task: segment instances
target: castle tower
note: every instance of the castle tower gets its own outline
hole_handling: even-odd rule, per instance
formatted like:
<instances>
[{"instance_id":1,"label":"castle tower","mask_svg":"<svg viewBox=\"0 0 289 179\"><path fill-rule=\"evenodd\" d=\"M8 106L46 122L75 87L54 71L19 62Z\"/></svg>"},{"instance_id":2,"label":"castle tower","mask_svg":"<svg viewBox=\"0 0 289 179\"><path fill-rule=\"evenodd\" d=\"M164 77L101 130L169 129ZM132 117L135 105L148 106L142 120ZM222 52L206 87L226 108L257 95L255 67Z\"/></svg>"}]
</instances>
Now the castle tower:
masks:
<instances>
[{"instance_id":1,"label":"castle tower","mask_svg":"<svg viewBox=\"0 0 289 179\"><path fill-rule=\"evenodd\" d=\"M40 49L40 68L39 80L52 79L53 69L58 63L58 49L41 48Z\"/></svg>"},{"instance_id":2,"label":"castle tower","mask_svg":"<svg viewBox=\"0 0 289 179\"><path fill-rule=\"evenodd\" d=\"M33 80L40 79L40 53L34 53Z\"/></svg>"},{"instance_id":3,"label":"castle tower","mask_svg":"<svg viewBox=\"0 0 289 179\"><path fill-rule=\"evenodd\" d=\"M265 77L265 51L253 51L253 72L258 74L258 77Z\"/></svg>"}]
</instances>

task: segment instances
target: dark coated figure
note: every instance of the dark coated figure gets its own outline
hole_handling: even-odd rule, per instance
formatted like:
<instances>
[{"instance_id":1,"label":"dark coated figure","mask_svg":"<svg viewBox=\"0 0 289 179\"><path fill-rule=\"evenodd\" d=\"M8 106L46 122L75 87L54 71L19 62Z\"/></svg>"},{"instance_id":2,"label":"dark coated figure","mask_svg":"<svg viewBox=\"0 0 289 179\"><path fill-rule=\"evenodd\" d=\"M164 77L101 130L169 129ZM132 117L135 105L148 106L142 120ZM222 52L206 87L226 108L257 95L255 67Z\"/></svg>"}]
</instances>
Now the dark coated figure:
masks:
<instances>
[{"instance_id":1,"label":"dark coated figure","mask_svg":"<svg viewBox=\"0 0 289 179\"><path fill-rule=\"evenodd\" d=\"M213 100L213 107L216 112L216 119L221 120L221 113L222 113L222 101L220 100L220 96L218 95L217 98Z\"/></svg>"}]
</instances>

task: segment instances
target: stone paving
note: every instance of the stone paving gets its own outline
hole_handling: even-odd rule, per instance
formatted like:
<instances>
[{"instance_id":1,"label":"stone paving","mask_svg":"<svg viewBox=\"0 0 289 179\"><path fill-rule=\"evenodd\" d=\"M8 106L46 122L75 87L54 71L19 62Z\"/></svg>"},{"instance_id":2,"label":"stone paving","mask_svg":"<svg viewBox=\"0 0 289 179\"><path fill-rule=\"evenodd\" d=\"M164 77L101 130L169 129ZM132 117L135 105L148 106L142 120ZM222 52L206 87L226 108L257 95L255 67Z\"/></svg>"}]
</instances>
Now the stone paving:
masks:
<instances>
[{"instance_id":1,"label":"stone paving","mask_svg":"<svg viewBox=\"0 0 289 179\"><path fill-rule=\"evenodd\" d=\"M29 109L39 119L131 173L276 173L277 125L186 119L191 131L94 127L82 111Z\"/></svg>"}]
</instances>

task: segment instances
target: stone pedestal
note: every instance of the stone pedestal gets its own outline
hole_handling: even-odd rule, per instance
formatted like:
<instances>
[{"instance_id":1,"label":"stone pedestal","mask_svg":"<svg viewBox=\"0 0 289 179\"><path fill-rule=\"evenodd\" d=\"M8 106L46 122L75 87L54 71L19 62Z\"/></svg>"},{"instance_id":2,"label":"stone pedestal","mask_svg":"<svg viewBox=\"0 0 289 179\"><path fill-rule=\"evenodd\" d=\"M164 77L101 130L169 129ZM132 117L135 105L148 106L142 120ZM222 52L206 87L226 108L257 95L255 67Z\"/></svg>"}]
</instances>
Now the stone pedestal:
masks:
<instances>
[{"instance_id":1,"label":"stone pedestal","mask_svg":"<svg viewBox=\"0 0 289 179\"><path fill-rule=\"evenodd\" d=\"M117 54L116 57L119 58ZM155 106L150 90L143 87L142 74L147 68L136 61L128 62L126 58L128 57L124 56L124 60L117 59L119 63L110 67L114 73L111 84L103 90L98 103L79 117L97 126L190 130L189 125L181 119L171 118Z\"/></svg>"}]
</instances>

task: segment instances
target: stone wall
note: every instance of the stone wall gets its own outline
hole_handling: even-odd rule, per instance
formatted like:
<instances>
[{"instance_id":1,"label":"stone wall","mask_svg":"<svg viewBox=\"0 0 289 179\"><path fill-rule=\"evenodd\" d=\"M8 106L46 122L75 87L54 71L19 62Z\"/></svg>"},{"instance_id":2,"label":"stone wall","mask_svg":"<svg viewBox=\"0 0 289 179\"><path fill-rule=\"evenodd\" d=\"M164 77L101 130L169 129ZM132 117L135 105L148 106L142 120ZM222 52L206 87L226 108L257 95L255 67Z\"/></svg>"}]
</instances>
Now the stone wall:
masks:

———

Tally the lines of the records above that contain the string "every", counting a match only when uppercase and lowercase letters agree. Reply with the number alone.

▸ SOLUTION
5